- _AIM_: Quote every line as given.
______
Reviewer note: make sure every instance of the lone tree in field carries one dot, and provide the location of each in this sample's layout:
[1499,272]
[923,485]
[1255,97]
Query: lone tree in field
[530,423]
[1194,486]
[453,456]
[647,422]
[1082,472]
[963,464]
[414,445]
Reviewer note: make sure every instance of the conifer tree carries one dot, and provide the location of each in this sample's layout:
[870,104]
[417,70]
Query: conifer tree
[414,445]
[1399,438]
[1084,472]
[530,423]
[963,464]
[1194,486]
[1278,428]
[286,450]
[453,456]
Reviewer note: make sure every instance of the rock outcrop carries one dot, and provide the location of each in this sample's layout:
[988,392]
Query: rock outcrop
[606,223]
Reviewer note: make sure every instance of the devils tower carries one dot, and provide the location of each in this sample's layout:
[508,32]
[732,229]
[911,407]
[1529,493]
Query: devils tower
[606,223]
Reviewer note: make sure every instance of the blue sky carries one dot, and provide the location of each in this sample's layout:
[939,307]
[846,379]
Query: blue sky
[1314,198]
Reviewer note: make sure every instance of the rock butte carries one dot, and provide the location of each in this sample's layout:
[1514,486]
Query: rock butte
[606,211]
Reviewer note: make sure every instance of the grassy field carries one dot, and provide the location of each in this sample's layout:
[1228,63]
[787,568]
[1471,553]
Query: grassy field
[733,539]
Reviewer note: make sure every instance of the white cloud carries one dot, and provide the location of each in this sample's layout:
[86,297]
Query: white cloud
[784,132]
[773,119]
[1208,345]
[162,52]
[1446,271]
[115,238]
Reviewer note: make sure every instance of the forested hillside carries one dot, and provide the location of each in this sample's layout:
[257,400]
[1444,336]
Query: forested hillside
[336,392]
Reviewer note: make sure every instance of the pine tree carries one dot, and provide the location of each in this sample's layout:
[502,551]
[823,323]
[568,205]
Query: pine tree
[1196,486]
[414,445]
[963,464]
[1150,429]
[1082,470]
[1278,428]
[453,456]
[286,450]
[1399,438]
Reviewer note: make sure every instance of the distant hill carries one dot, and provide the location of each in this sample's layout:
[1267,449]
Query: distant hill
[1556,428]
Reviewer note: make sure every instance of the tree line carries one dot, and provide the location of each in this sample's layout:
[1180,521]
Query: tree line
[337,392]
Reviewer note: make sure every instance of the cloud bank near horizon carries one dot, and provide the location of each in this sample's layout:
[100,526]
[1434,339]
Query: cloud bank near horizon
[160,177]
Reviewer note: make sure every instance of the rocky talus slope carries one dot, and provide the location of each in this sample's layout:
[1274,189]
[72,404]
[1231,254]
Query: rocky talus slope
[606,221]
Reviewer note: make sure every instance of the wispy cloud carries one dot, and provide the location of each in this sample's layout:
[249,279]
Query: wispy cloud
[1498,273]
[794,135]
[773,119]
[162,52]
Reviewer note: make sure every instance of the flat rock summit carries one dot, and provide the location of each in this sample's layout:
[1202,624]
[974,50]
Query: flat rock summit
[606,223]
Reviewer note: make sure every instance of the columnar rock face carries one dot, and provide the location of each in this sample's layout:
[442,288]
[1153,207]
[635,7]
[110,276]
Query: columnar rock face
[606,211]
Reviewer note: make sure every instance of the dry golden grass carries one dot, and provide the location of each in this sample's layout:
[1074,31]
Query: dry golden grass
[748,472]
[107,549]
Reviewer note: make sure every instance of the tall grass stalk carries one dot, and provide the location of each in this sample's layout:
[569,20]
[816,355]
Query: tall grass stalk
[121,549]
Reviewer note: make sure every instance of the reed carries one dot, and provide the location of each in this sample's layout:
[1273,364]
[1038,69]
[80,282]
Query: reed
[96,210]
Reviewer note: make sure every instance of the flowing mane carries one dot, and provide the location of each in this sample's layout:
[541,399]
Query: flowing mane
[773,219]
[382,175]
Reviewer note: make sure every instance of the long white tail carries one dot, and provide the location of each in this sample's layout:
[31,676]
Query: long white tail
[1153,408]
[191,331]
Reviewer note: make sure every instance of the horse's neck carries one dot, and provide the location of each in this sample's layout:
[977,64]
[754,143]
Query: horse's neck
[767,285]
______
- _FINISHED EXERCISE_:
Reviewer note: make sure every instance of the lone tree in field carries one dot, and provide the location of each in this sample's layout:
[1499,272]
[923,485]
[1255,97]
Query: lone tree in field
[530,423]
[1194,486]
[453,456]
[647,422]
[1082,472]
[963,464]
[414,445]
Reviewer note: make sure every instance of the conifer tree carries one dot, and provide the location of each in this sample's layout:
[870,104]
[417,70]
Query: conifer tree
[414,445]
[1399,438]
[1084,472]
[530,423]
[963,464]
[1194,486]
[1278,428]
[286,450]
[453,456]
Reviewer note: make sure every instance of the rock outcrop carries one dot, and provide the location of each in this sample's layout:
[988,392]
Query: rock outcrop
[606,223]
Reviewer note: make sure every instance of the devils tower carries one dot, and provide the location of each in this sample's layout:
[508,32]
[732,229]
[911,407]
[1529,493]
Query: devils tower
[606,223]
Reviewer note: make sure every instance of the blue sky carries one dot, and provide the location of each in this sample's layout:
[939,307]
[846,379]
Query: blue sky
[1314,198]
Reviewer note: make sure every instance of the rock butte carries one dot, and provide the location of each in this sample's layout:
[1514,486]
Query: rock butte
[606,211]
Reviewer note: make sure every instance of the grassy field carries one dot, and provide the location of each in this sample's layout:
[1228,63]
[787,568]
[1471,553]
Query: grassy field
[733,539]
Reviewer note: make sure every instance of the white cloud carries one dot, and provide the location of each in this sample's layout:
[86,297]
Query: white cloud
[784,132]
[773,119]
[1208,345]
[162,52]
[1446,271]
[115,238]
Reviewer note: make sure every instance of the forested hillside carries one dot, and provide the location of each in this sample's layout:
[257,400]
[1444,336]
Query: forested hillside
[336,392]
Reviewer note: make sure every instance of the pine tree carries one dot, and provide the location of each in this sample's layout:
[502,551]
[823,323]
[568,205]
Query: pine tree
[1196,486]
[414,445]
[963,464]
[1150,429]
[1082,470]
[1278,428]
[453,456]
[286,450]
[1399,438]
Reviewer note: make sure every instance of the distant hill carries one dot, and provide the location of each in this sample's layout:
[1267,449]
Query: distant hill
[1556,428]
Reviewer note: make sure every instance of the tree line carries one dot, and provide the location of each in this sample's layout:
[1180,521]
Query: tree line
[337,392]
Reviewer note: make sure every instance of the cloud bank near horizon carries one dot, and provide the location of each in this sample's layout:
[100,526]
[1434,339]
Query: cloud bank near horizon
[160,177]
Reviewer note: make sure every instance of the rocky talus slope carries one dot, and provide the location of each in this sample's layout:
[1274,189]
[72,404]
[1231,254]
Query: rocky talus slope
[606,221]
Reviewer note: make sure every instance of the wispy cloud carries one dot, and provide the location of each in this sample's layout:
[249,279]
Query: wispy cloud
[1498,273]
[794,135]
[773,119]
[162,52]
Reviewer note: make sure every instance of the flat rock summit carries one dot, and provide the location of each in this sample's layout:
[1202,624]
[974,50]
Query: flat rock summit
[606,223]
Reviewer note: make sure every instance of the columnar rock face carries one dot, and provide the location of each in this sample's layout:
[442,288]
[1153,207]
[635,7]
[110,276]
Query: columnar rock face
[606,211]
Reviewer note: make sure every instance of the dry golden grass carries one dot, and provide the location of each in this sample's layout:
[1074,31]
Query: dry golden grass
[748,472]
[107,549]
Reviewer note: make sure every instance of the tall grass stalk carries one dot, and provide the location of each in this sample's layout:
[569,20]
[816,355]
Query: tall grass stalk
[121,549]
Reviewer note: make sure every instance of the reed carries one dot, and provide the location of each in this sample's layout:
[1273,364]
[1038,69]
[80,282]
Query: reed
[96,210]
Reviewer note: make sure every instance of the flowing mane carries one dot, and provide the location of each in this sample's layout:
[541,399]
Query: flowing mane
[773,219]
[382,175]
Reviewer note: make sure every instance of the long white tail carries one dot, and provide the location of each in this sample's layout:
[31,676]
Query: long white tail
[1153,408]
[191,331]
Reviewer note: make sure every instance of the horse's neck carries one dot, and provide the location of each in this sample's layout:
[977,64]
[754,143]
Query: horse's neck
[767,285]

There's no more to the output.